Items listed in a dataset
◇ ◇ ◇ ◇ ◇ ◇ ◇

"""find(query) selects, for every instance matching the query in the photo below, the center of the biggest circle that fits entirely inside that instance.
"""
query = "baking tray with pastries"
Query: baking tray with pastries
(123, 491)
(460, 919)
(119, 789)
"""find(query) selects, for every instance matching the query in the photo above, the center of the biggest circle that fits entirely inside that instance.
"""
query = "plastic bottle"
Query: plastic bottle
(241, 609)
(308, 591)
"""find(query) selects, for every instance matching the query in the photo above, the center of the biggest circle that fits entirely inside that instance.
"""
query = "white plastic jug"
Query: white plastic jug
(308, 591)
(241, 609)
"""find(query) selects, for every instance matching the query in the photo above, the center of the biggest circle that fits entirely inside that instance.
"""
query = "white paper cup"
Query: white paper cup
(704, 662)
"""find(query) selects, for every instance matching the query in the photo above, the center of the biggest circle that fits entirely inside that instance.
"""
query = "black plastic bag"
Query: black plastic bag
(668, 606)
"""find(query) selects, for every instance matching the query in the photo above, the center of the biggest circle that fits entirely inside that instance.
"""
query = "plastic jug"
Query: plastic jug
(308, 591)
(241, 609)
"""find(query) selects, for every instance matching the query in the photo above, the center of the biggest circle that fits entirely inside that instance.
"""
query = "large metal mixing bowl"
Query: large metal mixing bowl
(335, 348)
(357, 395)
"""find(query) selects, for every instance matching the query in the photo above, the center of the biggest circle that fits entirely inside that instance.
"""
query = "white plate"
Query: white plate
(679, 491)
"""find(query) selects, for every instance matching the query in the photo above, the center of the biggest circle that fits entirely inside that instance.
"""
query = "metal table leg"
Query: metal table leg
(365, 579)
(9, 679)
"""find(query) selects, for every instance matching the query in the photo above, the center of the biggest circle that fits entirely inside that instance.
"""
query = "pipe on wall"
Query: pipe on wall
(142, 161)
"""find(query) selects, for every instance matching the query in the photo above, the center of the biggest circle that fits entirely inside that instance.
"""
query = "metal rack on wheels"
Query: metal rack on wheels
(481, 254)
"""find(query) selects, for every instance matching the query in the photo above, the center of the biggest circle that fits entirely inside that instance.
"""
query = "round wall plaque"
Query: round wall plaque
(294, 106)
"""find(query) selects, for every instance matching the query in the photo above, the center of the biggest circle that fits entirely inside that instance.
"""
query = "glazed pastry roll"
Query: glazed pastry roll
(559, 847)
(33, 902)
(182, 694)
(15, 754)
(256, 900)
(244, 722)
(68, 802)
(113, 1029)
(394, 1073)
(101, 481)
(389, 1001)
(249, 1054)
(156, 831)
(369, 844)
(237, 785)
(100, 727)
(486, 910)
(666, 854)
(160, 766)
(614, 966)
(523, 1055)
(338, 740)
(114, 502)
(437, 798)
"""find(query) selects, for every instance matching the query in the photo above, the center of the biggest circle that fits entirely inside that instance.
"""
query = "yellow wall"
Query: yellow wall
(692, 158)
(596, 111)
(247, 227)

◇ ◇ ◇ ◇ ◇ ◇ ◇

WHAT THE TASK REQUIRES>
Reproduce each of the entries exactly, omitting none.

EXERCISE OUTPUT>
"""find(query) selects, for every instance matching the query in the photo below, the center of the biggest circle that fits entirely inside that instance.
"""
query = "baking tray with pastries"
Query: baking tray with pastries
(123, 491)
(460, 919)
(119, 789)
"""find(query) selects, for every instance matching the query in the photo above, the center of the biggest circle that fits entirely inside that instance.
"""
query = "plastic bottle"
Query: plastic bottle
(241, 609)
(308, 591)
"""find(query) selects, for every instance matching the query in the photo above, the center of the biggest circle that fits entirely inside that instance.
"""
query = "white plastic jug"
Query: white plastic jug
(308, 591)
(241, 609)
"""find(query) selects, for every instance matching the query in the photo above, the center of the biggest circle that fits entirely inside that instance.
"""
query = "white paper cup"
Query: white paper cup
(704, 662)
"""find(query) selects, for every instance matching the query in the photo above, the center of the biggest circle that fits entirely inside that instance.
"""
query = "black plastic bag"
Query: black plastic bag
(668, 606)
"""find(query) selects, for every instance matching the query in the photo above, the center of the biggest circle that fits entirely inside that instance.
"""
query = "plastic jug"
Query: plastic jug
(308, 591)
(241, 609)
"""find(query) selects, for every instance matching the query in the photo above, the center of the biggest circle that fits entirely inside that instance.
"""
query = "large metal mixing bowl"
Query: large metal mixing bowl
(335, 348)
(357, 395)
"""find(query) selects, for every instance matching the query in the photo above, the center of the biggest circle that fits entirely inside that instance.
"""
query = "white plate"
Query: white plate
(679, 491)
"""find(query) selects, for every instance matching the query in the photo above, the center of the biggest circle that fits entirely inside that instance.
"""
query = "metal table leg"
Query: metal table leg
(365, 579)
(9, 679)
"""find(query) selects, for every instance matching the query in the photo above, the center of the biggest circle that fits entirely inside that instance.
"""
query = "pipe on wall"
Query: pipe on wall
(142, 161)
"""find(query) selects, for every instance matching the query in the photo above, the center of the biggest circle that fits entirely inside that instance.
"""
query = "metal rack on wheels"
Query: metal rack on wheels
(481, 254)
"""find(query) selects, for every instance matching the query in the photo above, the center of the biggest circle that fits entirely inside that instance.
"""
query = "round wall plaque"
Query: round wall plaque
(294, 106)
"""find(query) selects, for every instance matching the query in the photo above, the center of the biggest circle that fits entirely inside that instance.
"""
query = "glazed pastry roll"
Query: glazed pastry roll
(559, 847)
(33, 902)
(182, 694)
(15, 754)
(256, 900)
(244, 722)
(68, 802)
(113, 1029)
(394, 1073)
(101, 481)
(389, 1001)
(249, 1054)
(156, 831)
(369, 844)
(237, 785)
(100, 727)
(486, 910)
(666, 854)
(160, 766)
(614, 966)
(523, 1055)
(338, 740)
(114, 502)
(437, 798)
"""find(query) selects, for every instance matching the query in the photo above, the center of the biggest circle that fits entirely inside that instance.
"""
query = "yellow wall"
Query: yellow wall
(692, 158)
(596, 111)
(247, 227)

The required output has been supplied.